TEXTE EXTRAIT →
»»

Les couleurs me requinquent. J'aime la luxueuse échoppe, ses coloris de confettis, le bariolé de fête d'un musée du soleil.
Pierre Bonnard m'accueille pareil. Il fait de la peinture comme le soleil des morsures, la mer des éclaboussures. Il pratique un art sans ressentiment, sans autre référent que le réel ambiant. Bonnard aime la chair dans sa pleine lumière. Bonnard, c'est Balthus, revu par Renoir.
Je regarde la petite Marthe dans sa vasque fastueuse. J'observe son dos jaune comme une torche, son reflet comme un sexe orangé. Bonnard exalte un corps qu'il enrubanne de gloire.
Une petite fille en feu ramasse des coquillages bleus. Bonnard a rayé le malheur de son monde en couleurs. Il traverse deux guerres sans une ecchymose sur la toile. Il peint le plaisir. Il fixe les points de suspension de l'exacte attention.
La petite Marthe, assez vilaine de tête, est magnifiée par l'esthète. La vieillesse n'altère pas un corps de déesse.

««

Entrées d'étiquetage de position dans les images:
»»

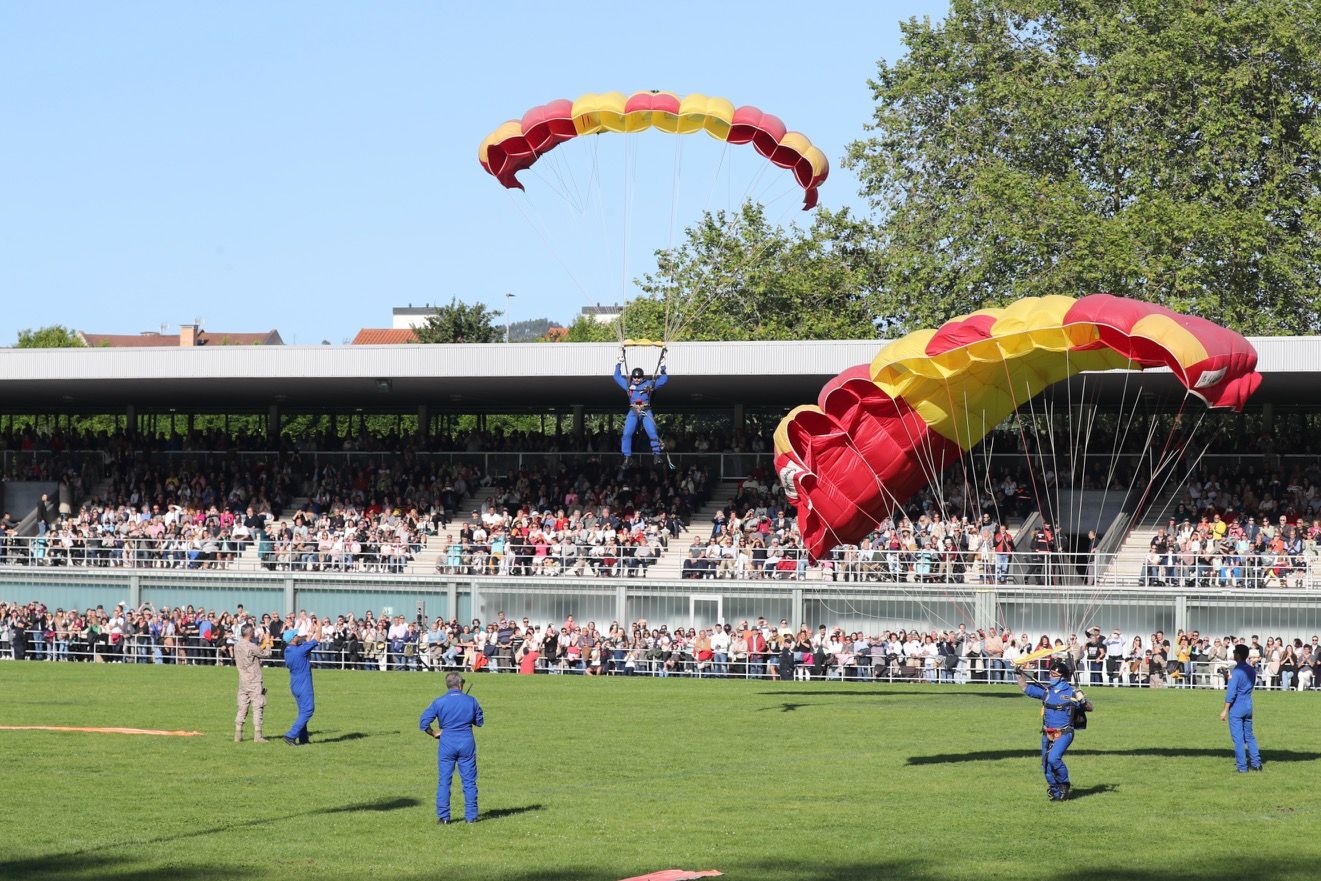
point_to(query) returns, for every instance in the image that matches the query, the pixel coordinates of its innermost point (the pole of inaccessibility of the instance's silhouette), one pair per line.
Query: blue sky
(311, 165)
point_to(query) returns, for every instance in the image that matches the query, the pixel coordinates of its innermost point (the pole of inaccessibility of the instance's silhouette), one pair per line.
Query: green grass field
(605, 778)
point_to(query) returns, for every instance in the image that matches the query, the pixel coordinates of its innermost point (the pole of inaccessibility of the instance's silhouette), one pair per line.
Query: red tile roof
(204, 338)
(385, 337)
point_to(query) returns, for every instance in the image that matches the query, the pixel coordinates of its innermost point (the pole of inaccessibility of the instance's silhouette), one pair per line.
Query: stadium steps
(670, 564)
(1127, 564)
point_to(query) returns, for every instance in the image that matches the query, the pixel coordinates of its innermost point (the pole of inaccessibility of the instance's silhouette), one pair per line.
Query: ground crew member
(297, 658)
(247, 658)
(456, 713)
(1238, 709)
(1060, 703)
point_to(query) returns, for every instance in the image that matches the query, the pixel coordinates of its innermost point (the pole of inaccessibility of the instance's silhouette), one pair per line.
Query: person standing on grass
(297, 658)
(247, 658)
(1061, 713)
(456, 713)
(1238, 711)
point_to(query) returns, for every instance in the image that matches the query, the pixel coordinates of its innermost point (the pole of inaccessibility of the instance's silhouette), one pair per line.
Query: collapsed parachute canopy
(519, 143)
(880, 431)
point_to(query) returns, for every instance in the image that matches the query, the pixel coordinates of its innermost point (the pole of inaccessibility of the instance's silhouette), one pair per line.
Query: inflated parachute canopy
(880, 431)
(517, 144)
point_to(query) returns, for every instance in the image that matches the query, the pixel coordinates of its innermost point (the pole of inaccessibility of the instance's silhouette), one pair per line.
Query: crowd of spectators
(1239, 528)
(749, 649)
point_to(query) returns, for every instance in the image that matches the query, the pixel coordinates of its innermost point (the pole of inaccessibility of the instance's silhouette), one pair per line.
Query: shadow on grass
(349, 736)
(110, 865)
(1164, 752)
(795, 869)
(891, 692)
(509, 811)
(93, 863)
(1101, 789)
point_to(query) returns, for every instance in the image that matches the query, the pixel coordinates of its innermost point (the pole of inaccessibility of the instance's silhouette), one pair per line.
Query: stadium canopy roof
(503, 377)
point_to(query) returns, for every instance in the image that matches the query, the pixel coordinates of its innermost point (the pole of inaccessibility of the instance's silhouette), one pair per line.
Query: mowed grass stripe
(600, 779)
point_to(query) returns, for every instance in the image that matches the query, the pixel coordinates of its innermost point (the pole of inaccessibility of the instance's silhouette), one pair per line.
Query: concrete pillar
(984, 602)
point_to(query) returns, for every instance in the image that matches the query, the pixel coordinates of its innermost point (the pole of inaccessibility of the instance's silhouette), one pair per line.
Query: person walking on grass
(456, 713)
(1238, 712)
(297, 658)
(247, 659)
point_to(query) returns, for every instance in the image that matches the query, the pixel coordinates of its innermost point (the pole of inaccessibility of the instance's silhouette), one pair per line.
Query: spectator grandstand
(750, 649)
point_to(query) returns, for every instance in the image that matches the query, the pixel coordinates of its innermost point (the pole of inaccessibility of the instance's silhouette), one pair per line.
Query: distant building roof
(385, 337)
(188, 337)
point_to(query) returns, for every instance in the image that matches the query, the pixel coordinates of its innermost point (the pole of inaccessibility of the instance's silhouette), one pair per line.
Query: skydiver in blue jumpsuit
(1238, 709)
(1058, 704)
(456, 713)
(297, 658)
(640, 390)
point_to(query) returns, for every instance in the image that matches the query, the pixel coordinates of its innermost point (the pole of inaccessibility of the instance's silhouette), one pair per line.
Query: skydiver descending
(640, 391)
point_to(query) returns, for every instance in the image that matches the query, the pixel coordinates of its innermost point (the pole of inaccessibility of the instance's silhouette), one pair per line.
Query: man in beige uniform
(247, 658)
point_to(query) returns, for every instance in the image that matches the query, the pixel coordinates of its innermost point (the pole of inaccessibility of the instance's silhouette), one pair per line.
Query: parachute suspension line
(628, 217)
(690, 315)
(715, 178)
(1119, 439)
(674, 188)
(1023, 436)
(917, 597)
(546, 239)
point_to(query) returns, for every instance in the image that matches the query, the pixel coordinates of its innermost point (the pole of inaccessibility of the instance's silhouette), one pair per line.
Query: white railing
(846, 565)
(876, 666)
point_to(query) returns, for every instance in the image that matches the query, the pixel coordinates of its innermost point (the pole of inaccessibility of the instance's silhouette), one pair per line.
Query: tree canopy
(461, 322)
(1161, 149)
(49, 337)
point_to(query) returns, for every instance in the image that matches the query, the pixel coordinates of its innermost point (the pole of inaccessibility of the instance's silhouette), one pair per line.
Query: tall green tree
(1163, 149)
(50, 337)
(737, 276)
(461, 322)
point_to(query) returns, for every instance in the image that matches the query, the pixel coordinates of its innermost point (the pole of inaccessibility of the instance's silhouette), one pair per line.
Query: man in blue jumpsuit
(640, 390)
(297, 658)
(1238, 709)
(1058, 703)
(456, 713)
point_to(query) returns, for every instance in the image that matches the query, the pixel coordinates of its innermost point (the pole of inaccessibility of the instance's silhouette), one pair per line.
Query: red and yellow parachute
(880, 429)
(517, 144)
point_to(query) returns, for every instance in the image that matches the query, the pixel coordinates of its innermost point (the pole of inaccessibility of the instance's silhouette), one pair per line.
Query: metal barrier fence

««

LISTE DES TÂCHES →
(1) Relevez, s'il vous plaît, tous les noms de personnes cités dans le texte sur Bonnard.
(2) Dans la liste, du début jusqu'à la ligne contenant « (1238, 711) » incluse, remplacez « grass » par « lawn » et recopiez ces lignes sans les images.

EXERCICE CORRIGÉ →
(1) Pierre Bonnard, Balthus, Renoir, Marthe

(2)
point_to(query) returns, for every instance in the image that matches the query, the pixel coordinates of its innermost point (the pole of inaccessibility of the instance's silhouette), one pair per line.
Query: blue sky
(311, 165)
point_to(query) returns, for every instance in the image that matches the query, the pixel coordinates of its innermost point (the pole of inaccessibility of the instance's silhouette), one pair per line.
Query: green lawn field
(605, 778)
point_to(query) returns, for every instance in the image that matches the query, the pixel coordinates of its innermost point (the pole of inaccessibility of the instance's silhouette), one pair per line.
Query: red tile roof
(204, 338)
(385, 337)
point_to(query) returns, for every instance in the image that matches the query, the pixel coordinates of its innermost point (the pole of inaccessibility of the instance's silhouette), one pair per line.
Query: stadium steps
(670, 564)
(1127, 564)
point_to(query) returns, for every instance in the image that matches the query, the pixel coordinates of its innermost point (the pole of inaccessibility of the instance's silhouette), one pair per line.
Query: ground crew member
(297, 658)
(247, 658)
(456, 713)
(1238, 709)
(1060, 703)
point_to(query) returns, for every instance in the image that matches the query, the pixel coordinates of its innermost point (the pole of inaccessibility of the instance's silhouette), one pair per line.
Query: person standing on lawn
(297, 658)
(247, 658)
(1061, 713)
(456, 713)
(1238, 711)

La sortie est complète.